**Prompt:**
Return every line of the listing below word for word, with nothing added, dropped, or changed.

________

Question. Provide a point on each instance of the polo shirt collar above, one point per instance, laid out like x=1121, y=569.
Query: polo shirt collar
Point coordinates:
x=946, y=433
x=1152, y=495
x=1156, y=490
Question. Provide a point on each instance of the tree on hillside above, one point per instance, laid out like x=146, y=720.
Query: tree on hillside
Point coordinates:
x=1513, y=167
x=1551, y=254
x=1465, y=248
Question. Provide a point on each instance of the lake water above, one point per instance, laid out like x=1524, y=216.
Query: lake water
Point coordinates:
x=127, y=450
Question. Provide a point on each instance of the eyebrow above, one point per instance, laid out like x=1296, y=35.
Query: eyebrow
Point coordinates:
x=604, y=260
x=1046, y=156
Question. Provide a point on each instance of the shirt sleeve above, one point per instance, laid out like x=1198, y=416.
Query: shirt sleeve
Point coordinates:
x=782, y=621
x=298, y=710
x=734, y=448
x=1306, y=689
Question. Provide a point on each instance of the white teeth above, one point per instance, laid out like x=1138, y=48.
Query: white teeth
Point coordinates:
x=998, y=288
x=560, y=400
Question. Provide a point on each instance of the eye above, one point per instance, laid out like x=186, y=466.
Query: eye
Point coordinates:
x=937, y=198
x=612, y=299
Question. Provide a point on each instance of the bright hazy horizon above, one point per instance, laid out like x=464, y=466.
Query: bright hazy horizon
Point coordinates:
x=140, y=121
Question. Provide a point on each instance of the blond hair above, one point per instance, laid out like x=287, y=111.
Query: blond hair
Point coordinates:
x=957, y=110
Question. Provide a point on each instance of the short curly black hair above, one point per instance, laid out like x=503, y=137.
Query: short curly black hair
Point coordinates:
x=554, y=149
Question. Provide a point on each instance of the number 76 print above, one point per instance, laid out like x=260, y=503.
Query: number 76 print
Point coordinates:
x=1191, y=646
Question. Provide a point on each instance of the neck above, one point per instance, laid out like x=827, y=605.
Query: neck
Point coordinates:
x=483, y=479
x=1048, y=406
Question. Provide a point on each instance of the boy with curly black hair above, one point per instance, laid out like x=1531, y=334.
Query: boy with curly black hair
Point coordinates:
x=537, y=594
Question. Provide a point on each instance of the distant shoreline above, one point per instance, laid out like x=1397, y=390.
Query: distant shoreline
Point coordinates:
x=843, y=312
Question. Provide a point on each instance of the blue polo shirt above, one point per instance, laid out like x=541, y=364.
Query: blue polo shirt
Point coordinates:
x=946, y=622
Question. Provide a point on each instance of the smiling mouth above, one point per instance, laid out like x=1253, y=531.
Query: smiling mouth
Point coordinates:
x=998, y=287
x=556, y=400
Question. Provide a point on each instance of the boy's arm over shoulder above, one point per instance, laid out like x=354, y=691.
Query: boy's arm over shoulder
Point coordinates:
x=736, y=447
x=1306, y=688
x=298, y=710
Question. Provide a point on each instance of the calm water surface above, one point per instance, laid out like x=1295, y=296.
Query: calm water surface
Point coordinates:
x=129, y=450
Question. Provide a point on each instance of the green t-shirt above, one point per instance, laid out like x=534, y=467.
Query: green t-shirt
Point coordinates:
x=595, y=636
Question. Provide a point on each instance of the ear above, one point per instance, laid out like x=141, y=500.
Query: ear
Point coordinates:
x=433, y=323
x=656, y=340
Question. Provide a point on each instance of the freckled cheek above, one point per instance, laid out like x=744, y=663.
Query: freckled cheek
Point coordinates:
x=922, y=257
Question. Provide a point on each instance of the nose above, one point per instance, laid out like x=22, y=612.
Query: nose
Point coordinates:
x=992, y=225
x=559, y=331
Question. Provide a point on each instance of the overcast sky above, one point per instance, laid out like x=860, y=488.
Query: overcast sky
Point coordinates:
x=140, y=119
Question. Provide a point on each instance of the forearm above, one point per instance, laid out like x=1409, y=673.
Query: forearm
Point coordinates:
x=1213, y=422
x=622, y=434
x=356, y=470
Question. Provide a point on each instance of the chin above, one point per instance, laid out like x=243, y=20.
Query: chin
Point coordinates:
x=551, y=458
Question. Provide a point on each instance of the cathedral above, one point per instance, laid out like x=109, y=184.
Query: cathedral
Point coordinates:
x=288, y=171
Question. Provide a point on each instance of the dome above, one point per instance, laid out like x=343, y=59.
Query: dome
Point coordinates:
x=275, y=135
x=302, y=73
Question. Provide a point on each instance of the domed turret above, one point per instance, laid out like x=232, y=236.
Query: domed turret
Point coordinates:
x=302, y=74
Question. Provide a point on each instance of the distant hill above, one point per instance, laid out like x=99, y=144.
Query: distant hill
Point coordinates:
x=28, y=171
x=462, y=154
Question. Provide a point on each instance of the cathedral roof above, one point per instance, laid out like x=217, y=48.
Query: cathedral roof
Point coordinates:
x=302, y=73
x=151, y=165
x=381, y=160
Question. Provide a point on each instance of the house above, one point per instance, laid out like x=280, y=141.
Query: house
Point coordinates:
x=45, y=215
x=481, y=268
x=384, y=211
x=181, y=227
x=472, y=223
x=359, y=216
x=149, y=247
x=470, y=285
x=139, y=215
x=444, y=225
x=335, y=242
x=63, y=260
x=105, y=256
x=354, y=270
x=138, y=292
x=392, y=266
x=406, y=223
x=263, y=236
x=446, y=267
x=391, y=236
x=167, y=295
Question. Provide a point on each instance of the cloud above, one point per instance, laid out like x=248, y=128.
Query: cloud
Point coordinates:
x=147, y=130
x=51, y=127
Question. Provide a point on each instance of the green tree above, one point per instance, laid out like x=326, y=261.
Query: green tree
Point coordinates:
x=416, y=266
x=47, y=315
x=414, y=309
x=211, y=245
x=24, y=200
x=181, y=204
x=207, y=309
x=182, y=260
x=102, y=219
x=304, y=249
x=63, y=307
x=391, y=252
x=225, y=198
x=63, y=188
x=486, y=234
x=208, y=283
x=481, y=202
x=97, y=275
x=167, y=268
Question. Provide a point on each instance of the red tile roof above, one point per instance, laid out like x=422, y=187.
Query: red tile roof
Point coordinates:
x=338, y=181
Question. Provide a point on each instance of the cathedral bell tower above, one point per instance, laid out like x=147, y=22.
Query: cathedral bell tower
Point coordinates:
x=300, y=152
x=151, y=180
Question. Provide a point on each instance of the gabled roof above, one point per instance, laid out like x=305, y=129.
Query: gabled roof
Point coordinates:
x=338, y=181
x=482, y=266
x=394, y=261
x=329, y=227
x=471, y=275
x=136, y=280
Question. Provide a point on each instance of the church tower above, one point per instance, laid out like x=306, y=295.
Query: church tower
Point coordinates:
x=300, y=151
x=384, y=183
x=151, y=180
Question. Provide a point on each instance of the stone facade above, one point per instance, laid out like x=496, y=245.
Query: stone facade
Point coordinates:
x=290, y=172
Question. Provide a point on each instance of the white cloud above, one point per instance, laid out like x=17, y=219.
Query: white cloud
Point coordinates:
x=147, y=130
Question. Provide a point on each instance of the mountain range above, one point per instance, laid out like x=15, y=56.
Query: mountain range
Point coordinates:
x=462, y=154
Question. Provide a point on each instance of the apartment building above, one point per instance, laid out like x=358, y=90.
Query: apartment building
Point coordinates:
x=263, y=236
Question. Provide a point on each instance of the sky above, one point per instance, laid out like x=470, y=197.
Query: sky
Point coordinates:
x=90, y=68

________

**Solution to this problem:**
Question. Provide a point on each instance of the polo shirt collar above, one point per instance, laid out like x=1121, y=569.
Query: polo shirt collar
Point coordinates:
x=946, y=433
x=1152, y=495
x=1156, y=490
Question. Provide a point on each instance of the tree on hillside above, one point per instance, laid out like x=146, y=720.
Query: tree on hillside
Point coordinates:
x=1513, y=167
x=1551, y=254
x=1465, y=248
Question. Provide a point on each instance of the lake water above, one point per instance, laid out like x=1524, y=216.
Query: lake water
Point coordinates:
x=127, y=450
Question. Provide a point on each instance of the eyebrow above, one point per instance, laid out like x=1296, y=35.
Query: eyebrow
Point coordinates:
x=604, y=260
x=1046, y=156
Question. Provide a point on each instance of the shirt sleeve above, one point per instance, laid out like x=1198, y=416.
Query: shirt sleeve
Point coordinates:
x=782, y=621
x=298, y=710
x=734, y=448
x=1306, y=689
Question. Provide a point on each instance of the white teeth above, one point per instance, laid out like x=1138, y=48.
Query: white teeth
Point coordinates:
x=998, y=288
x=560, y=400
Question. Provide a point on each instance of the eye above, one point per instance, laid out like x=186, y=466.
Query: eye
Point coordinates:
x=937, y=198
x=612, y=299
Question. Provide a point on each instance of the bright hazy horizon above, one point per instance, laid out like x=464, y=466.
Query: bright hazy horizon
Point coordinates:
x=140, y=121
Question. Provide a point on each instance of the blond hair above, one point per instance, laid out like x=287, y=111.
Query: blond hair
Point coordinates:
x=957, y=110
Question. Provide a point on each instance of the short curly black hair above, one point per instance, laid out like x=503, y=137.
Query: short curly black hair
Point coordinates:
x=554, y=149
Question. Provide a point on each instance of the number 76 print above, one point per instance, laid out like x=260, y=503.
Query: number 76 print
Point coordinates:
x=1191, y=646
Question. Provide a point on each instance of the neck above, one point per instance, laid out like x=827, y=605.
Query: neck
Point coordinates:
x=483, y=479
x=1048, y=406
Question. Provide a point on each instance of the boy with curly black hair above, one point per instance, laid out like x=1531, y=334.
Query: boy with curly black hair
Point coordinates:
x=537, y=594
Question. Provide a point on each instance of the distant shoreline above, one point per instance, laid out like x=1397, y=390.
Query: distant shoreline
Point coordinates:
x=843, y=312
Question. Provide a point on each instance of the blue polo shirt above, one point per instance, laid out like x=541, y=364.
Query: blue polo shirt
Point coordinates:
x=946, y=622
Question. Provide a point on each instance of the smiling mouth above, one point per instance, laid out like x=1253, y=531.
Query: smiling mouth
Point coordinates:
x=998, y=287
x=556, y=400
Question. Provide a point on each instance of the boy's arm over shoulder above, one point per instance, laid out like x=354, y=691.
Query: boy's arm over shoulder
Point coordinates:
x=736, y=447
x=1306, y=688
x=298, y=710
Question. Provide a point on each instance of the calm water surface above, one point per instance, laid out like x=1295, y=296.
Query: calm water surface
Point coordinates:
x=129, y=450
Question. Provide a point on each instance of the green t-shirt above, one point per instance, laid out like x=534, y=467.
Query: green t-shirt
Point coordinates:
x=595, y=636
Question. Provide a point on each instance of the ear above, one point per instance, laid out like x=141, y=500.
Query: ear
Point coordinates:
x=433, y=323
x=656, y=340
Question. Provide a point on each instance of the freckled cheek above, one point per instance, laid out like x=744, y=663.
Query: freckled cheek
Point coordinates:
x=922, y=257
Question. Provide a point on each instance of the nose above, one point per instance, laid out like x=22, y=612.
Query: nose
Point coordinates:
x=992, y=225
x=559, y=331
Question. Provide a point on each instance of the overcast sky above, one point per instance, laid out like x=860, y=488.
Query: overcast sky
Point coordinates:
x=140, y=119
Question. Provide a point on each instance of the forearm above, one point per instance, laid out like x=1409, y=673.
Query: forearm
Point coordinates:
x=1213, y=422
x=622, y=434
x=356, y=470
Question. Provide a point on each instance of the chin above, one point per instance, laid out like x=243, y=20.
Query: chin
Point coordinates:
x=551, y=458
Question. Provide a point on each instance of the cathedral above, one point per instance, laid out like x=109, y=184.
Query: cathedral
Point coordinates:
x=288, y=171
Question. Provide a point on each instance of the dome above, one point per instance, laid out like x=343, y=59.
Query: dome
Point coordinates:
x=275, y=135
x=302, y=73
Question. Provide a point on each instance of the domed turret above, one point per instance, laid out like x=232, y=236.
Query: domed turret
Point coordinates:
x=302, y=74
Question. Provide a point on each instance of the distant hill above, one point per instance, laid out like x=99, y=144.
Query: distant hill
Point coordinates:
x=28, y=171
x=462, y=154
Question. Provide a point on each instance of the cathedral roof above, one point per instance, laid out like x=217, y=48.
Query: cathedral roof
Point coordinates:
x=302, y=73
x=151, y=165
x=381, y=160
Question. Provide a point on each instance of the house above, one point per instance, laid out like x=280, y=141.
Query: house
Point coordinates:
x=45, y=215
x=481, y=268
x=384, y=211
x=181, y=227
x=472, y=223
x=359, y=216
x=149, y=247
x=470, y=285
x=139, y=215
x=444, y=225
x=335, y=242
x=63, y=260
x=105, y=256
x=354, y=270
x=138, y=292
x=392, y=266
x=406, y=223
x=263, y=236
x=446, y=267
x=391, y=236
x=167, y=295
Question. Provide a point on each instance of the cloud above, one point per instance, laid out like x=248, y=128.
Query: cloud
Point coordinates:
x=147, y=130
x=51, y=127
Question. Provide a point on each instance of the green tree above, one point per instance, laid out like x=326, y=261.
Query: green tree
Point coordinates:
x=416, y=266
x=47, y=315
x=414, y=309
x=211, y=245
x=24, y=200
x=181, y=204
x=207, y=309
x=182, y=260
x=102, y=219
x=304, y=249
x=63, y=307
x=391, y=252
x=225, y=198
x=63, y=188
x=486, y=234
x=208, y=283
x=481, y=202
x=97, y=275
x=167, y=268
Question. Provide a point on each instance of the red tile roof above, one point per instance, laid out like x=422, y=187.
Query: red tile roof
Point coordinates:
x=338, y=181
Question. Provide a point on each instance of the cathedral bell tower above, one point per instance, laid out like x=147, y=22.
Query: cathedral bell tower
Point coordinates:
x=300, y=152
x=151, y=180
Question. Provide a point on each instance of the gabled roof above, one point per instance, laid out like x=305, y=129.
Query: gabled roof
Point coordinates:
x=338, y=181
x=482, y=266
x=394, y=261
x=329, y=227
x=471, y=275
x=136, y=280
Question. Provide a point on each instance of the church tower above, one point per instance, laid out like x=306, y=295.
Query: church tower
Point coordinates:
x=300, y=151
x=384, y=183
x=151, y=180
Question. Provide a point on each instance of the stone facade above, one point per instance, laid out like x=496, y=245.
Query: stone facade
Point coordinates:
x=290, y=172
Question. Provide a point on each instance of the white cloud above, one point per instance, laid out like x=17, y=219.
Query: white cloud
Point coordinates:
x=147, y=130
Question. Provide a point on each instance of the mountain range above, one point per instance, laid out like x=15, y=56.
Query: mountain range
Point coordinates:
x=462, y=154
Question. Provide a point on each instance of the apartment building above, one point per instance, laid out like x=358, y=90.
Query: apartment building
Point coordinates:
x=263, y=236
Question. Provide a point on each instance of the sky above, one point per instance, laid out like x=470, y=197.
Query: sky
Point coordinates:
x=90, y=68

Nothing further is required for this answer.